What is needed — Go through the material below and copy all lines with "clicks".
════════
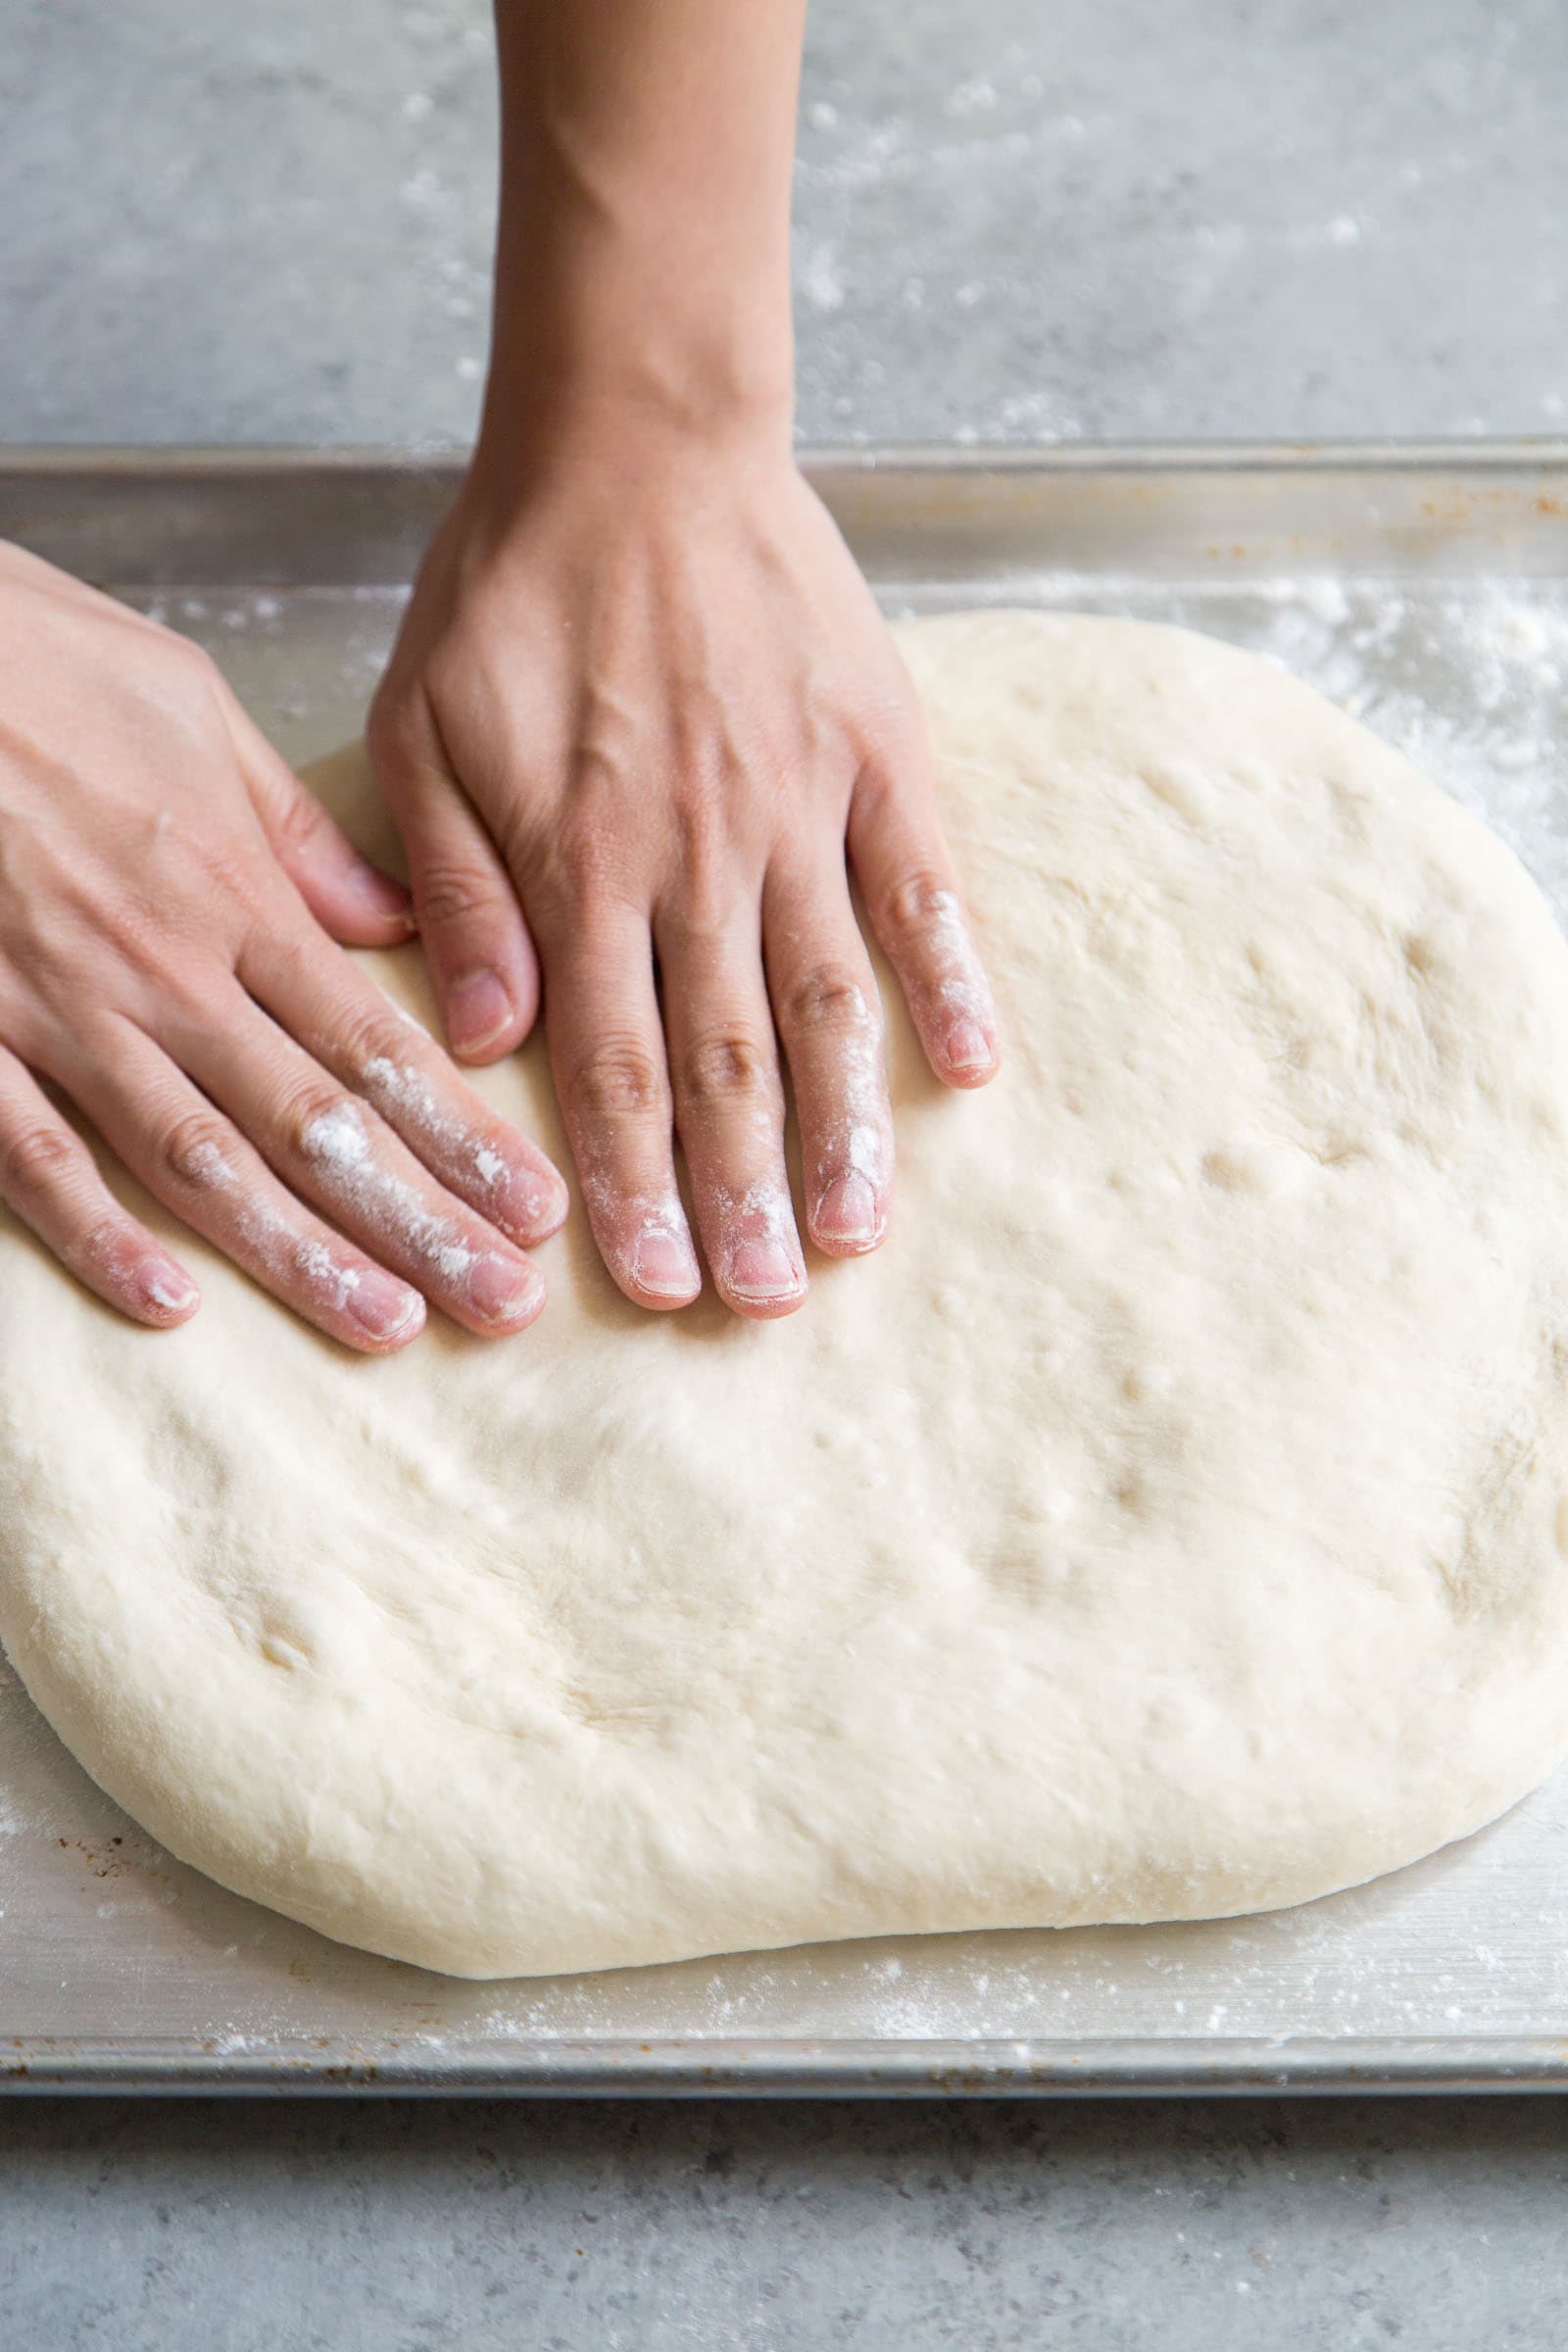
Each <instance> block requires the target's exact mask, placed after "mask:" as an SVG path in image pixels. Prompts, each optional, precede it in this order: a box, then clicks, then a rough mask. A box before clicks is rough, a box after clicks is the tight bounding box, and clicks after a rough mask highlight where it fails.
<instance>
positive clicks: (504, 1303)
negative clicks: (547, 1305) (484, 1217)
mask: <svg viewBox="0 0 1568 2352" xmlns="http://www.w3.org/2000/svg"><path fill="white" fill-rule="evenodd" d="M543 1296H545V1284H543V1277H541V1275H538V1270H536V1268H531V1265H515V1263H512V1261H510V1258H480V1263H477V1265H475V1268H473V1272H470V1277H468V1298H470V1301H473V1305H475V1310H477V1312H480V1315H482V1317H484V1322H496V1324H515V1322H520V1319H522V1317H524V1315H531V1312H534V1310H536V1308H538V1305H543Z"/></svg>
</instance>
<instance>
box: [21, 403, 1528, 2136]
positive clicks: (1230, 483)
mask: <svg viewBox="0 0 1568 2352" xmlns="http://www.w3.org/2000/svg"><path fill="white" fill-rule="evenodd" d="M813 473H816V477H818V485H820V487H823V492H825V496H827V501H830V503H832V508H835V513H837V515H839V520H842V524H844V529H846V534H849V539H851V543H853V548H856V553H858V557H860V562H863V564H865V569H867V572H870V576H872V581H875V586H877V590H879V595H882V597H884V602H886V607H889V609H893V612H938V609H943V607H959V604H983V602H1020V604H1041V607H1058V609H1060V607H1077V609H1091V612H1119V614H1138V616H1147V619H1161V621H1187V623H1192V626H1197V628H1206V630H1213V633H1215V635H1220V637H1232V640H1237V642H1239V644H1248V647H1255V649H1260V652H1267V654H1274V656H1279V659H1281V661H1286V663H1288V666H1291V668H1295V670H1300V673H1302V675H1305V677H1309V680H1312V682H1314V684H1319V687H1321V689H1326V691H1328V694H1333V696H1335V699H1338V701H1342V703H1347V706H1349V708H1352V710H1356V713H1359V715H1361V717H1363V720H1366V722H1368V724H1371V727H1375V729H1378V731H1382V734H1385V736H1389V739H1392V741H1396V743H1401V746H1403V748H1406V750H1410V755H1413V757H1415V760H1420V764H1425V767H1427V769H1429V771H1432V774H1434V776H1436V779H1439V781H1441V783H1446V786H1448V788H1450V790H1455V793H1458V795H1460V797H1462V800H1467V802H1472V804H1474V807H1479V809H1483V811H1486V814H1488V816H1490V821H1493V823H1495V826H1497V828H1500V830H1502V833H1505V835H1507V837H1509V840H1512V842H1514V847H1516V849H1519V851H1521V854H1523V858H1526V863H1528V866H1530V868H1533V873H1535V875H1537V880H1540V882H1542V887H1544V889H1547V894H1549V896H1552V901H1554V906H1556V913H1559V920H1568V520H1566V517H1568V445H1509V447H1500V445H1490V447H1465V449H1192V452H1135V449H1133V452H1098V454H1095V452H1086V449H1072V452H1060V454H1044V456H1034V454H980V452H973V454H969V456H964V459H959V461H954V456H952V452H912V454H910V452H903V454H900V452H865V454H856V456H827V459H823V461H820V463H818V466H816V468H813ZM451 487H454V470H451V466H428V463H418V461H407V459H386V456H374V454H364V456H362V454H327V456H299V454H292V452H259V454H235V452H162V454H158V452H141V454H132V452H12V454H9V456H5V454H0V536H7V539H21V541H26V543H31V546H33V548H38V550H40V553H45V555H52V557H54V560H59V562H66V564H71V567H73V569H78V572H82V574H87V576H89V579H96V581H101V583H106V586H110V588H115V590H118V593H120V595H125V597H129V600H132V602H134V604H141V607H143V609H150V612H158V614H162V616H165V619H167V621H172V623H174V626H176V628H181V630H188V633H190V635H193V637H200V640H202V642H205V644H207V647H209V649H212V652H214V654H216V656H219V659H221V663H223V666H226V670H228V673H230V677H233V680H235V684H237V689H240V694H242V696H244V701H247V703H249V708H252V710H254V713H256V717H259V720H261V724H263V727H268V729H270V731H273V736H275V739H277V741H280V743H282V748H284V750H287V753H289V755H294V757H296V760H303V757H308V755H313V753H320V750H327V748H329V746H331V743H339V741H341V739H346V736H350V734H355V729H357V724H360V717H362V708H364V701H367V694H369V687H371V682H374V677H376V670H378V663H381V659H383V654H386V647H388V640H390V633H393V628H395V621H397V612H400V604H402V597H404V581H407V576H409V569H411V564H414V557H416V553H418V548H421V543H423V539H425V534H428V529H430V524H433V520H435V515H437V513H440V510H442V506H444V501H447V496H449V494H451ZM193 1672H200V1661H197V1663H193ZM0 2079H5V2082H7V2084H12V2086H21V2089H26V2086H35V2089H99V2086H110V2089H181V2091H190V2089H244V2091H289V2089H303V2091H322V2089H355V2091H362V2089H400V2091H557V2093H559V2091H663V2093H670V2091H701V2093H715V2091H741V2093H757V2091H769V2093H820V2091H912V2093H931V2091H1058V2093H1060V2091H1100V2093H1103V2091H1161V2089H1168V2091H1178V2089H1180V2091H1204V2089H1213V2091H1237V2089H1281V2086H1286V2089H1368V2086H1396V2089H1455V2086H1465V2089H1486V2086H1497V2089H1502V2086H1507V2089H1519V2086H1530V2084H1540V2086H1563V2084H1568V1771H1566V1773H1559V1778H1556V1780H1554V1783H1549V1785H1547V1788H1544V1790H1540V1792H1537V1795H1535V1797H1530V1799H1528V1802H1526V1804H1521V1806H1519V1809H1516V1811H1514V1813H1509V1816H1507V1818H1505V1820H1502V1823H1497V1825H1495V1828H1490V1830H1486V1832H1481V1835H1479V1837H1472V1839H1467V1842H1465V1844H1462V1846H1453V1849H1448V1851H1446V1853H1439V1856H1434V1858H1432V1860H1427V1863H1420V1865H1418V1867H1413V1870H1403V1872H1399V1875H1394V1877H1387V1879H1380V1882H1375V1884H1373V1886H1363V1889H1356V1891H1352V1893H1342V1896H1333V1898H1328V1900H1324V1903H1312V1905H1307V1907H1302V1910H1291V1912H1274V1915H1269V1917H1260V1919H1239V1922H1220V1924H1211V1926H1164V1929H1110V1931H1098V1933H1091V1931H1070V1933H1004V1936H943V1938H910V1940H896V1943H856V1945H823V1947H813V1950H795V1952H766V1955H743V1957H733V1959H703V1962H689V1964H684V1966H668V1969H644V1971H625V1973H614V1976H588V1978H562V1980H527V1983H498V1985H461V1983H454V1980H447V1978H437V1976H423V1973H421V1971H416V1969H404V1966H397V1964H390V1962H378V1959H371V1957H367V1955H360V1952H350V1950H343V1947H341V1945H331V1943H327V1940H324V1938H320V1936H313V1933H310V1931H308V1929H299V1926H292V1924H289V1922H287V1919H280V1917H275V1915H273V1912H266V1910H259V1907H256V1905H252V1903H242V1900H240V1898H237V1896H228V1893H223V1891H221V1889H219V1886H212V1884H209V1882H207V1879H202V1877H197V1875H195V1872H190V1870H186V1867H183V1865H179V1863H176V1860H172V1858H169V1856H167V1853H162V1851H160V1849H158V1846H155V1844H153V1842H150V1839H148V1837H143V1835H141V1832H139V1830H136V1828H134V1825H132V1823H129V1820H127V1818H125V1816H122V1813H118V1811H115V1806H113V1804H108V1799H106V1797H101V1795H99V1790H96V1788H94V1785H92V1783H89V1780H87V1778H85V1773H80V1771H78V1766H75V1764H73V1762H71V1757H68V1755H66V1752H63V1750H61V1748H59V1743H56V1740H54V1736H52V1733H49V1731H47V1729H45V1724H42V1722H40V1719H38V1715H35V1712H33V1708H31V1705H28V1700H26V1696H24V1691H21V1686H19V1684H16V1682H14V1677H9V1675H5V1672H2V1670H0Z"/></svg>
════════
Output below —
Each <instance> block requires the target's exact mask, placed after "mask:" as an SVG path in image pixels. Prompts, each optional, precede it in this order: a box, then clicks, then a rough mask. A box before clicks is rough, a box after clicks is the tight bounding box, and clicks after a rough mask highlight where it fails.
positive clicks: (504, 1303)
negative clicks: (547, 1305) (484, 1217)
positive clicks: (1230, 483)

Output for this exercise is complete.